## start Provided passage

8.1 Successors and Assigns. (a) This Agreement is binding on successors. This Agreement shall be binding upon the Employer and any successor to the Employer, including any persons acquiring directly or indirectly all or substantially all of the business or assets of the Employer by purchase, merger, consolidation, reorganization, or otherwise. But this Agreement and the Employer’s obligations under this Agreement are not otherwise assignable, transferable, or delegable by the Employer. By agreement in form and substance satisfactory to the Executive, the Employer shall require any successor to all or substantially all of the business or assets of the Employer expressly to assume and agree to perform this Agreement in the same manner and to the same extent the Employer would be required to perform had no succession occurred.

 

(b) This Agreement is enforceable by the Executive’s heirs. This Agreement shall inure to the benefit of and be enforceable by the Executive’s personal or legal representatives, executors, administrators, successors, heirs, distributees, and legatees.

## end Provided passage

§ What the task asks
Rewrite everything in the successors and assigns clause from "(b) This Agreement" down to "distributees, and legatees.", swapping "legatees" for "beneficiaries".

## start Material supplied

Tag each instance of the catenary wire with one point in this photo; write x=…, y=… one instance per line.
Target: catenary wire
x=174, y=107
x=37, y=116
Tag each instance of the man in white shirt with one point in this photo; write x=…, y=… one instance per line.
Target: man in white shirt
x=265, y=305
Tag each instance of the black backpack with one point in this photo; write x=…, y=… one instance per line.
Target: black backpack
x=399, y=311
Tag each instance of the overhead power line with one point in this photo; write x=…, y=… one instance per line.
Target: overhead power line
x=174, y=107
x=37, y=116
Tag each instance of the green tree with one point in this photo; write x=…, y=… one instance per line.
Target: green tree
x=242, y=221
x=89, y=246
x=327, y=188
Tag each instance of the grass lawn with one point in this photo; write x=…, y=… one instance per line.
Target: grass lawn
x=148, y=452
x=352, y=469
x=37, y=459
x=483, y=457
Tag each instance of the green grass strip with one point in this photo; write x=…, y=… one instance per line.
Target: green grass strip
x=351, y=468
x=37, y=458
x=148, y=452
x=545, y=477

## end Material supplied

§ Task answer
(b) This Agreement is enforceable by the Executive’s heirs. This Agreement shall inure to the benefit of and be enforceable by the Executive’s personal or legal representatives, executors, administrators, successors, heirs, distributees, and beneficiaries.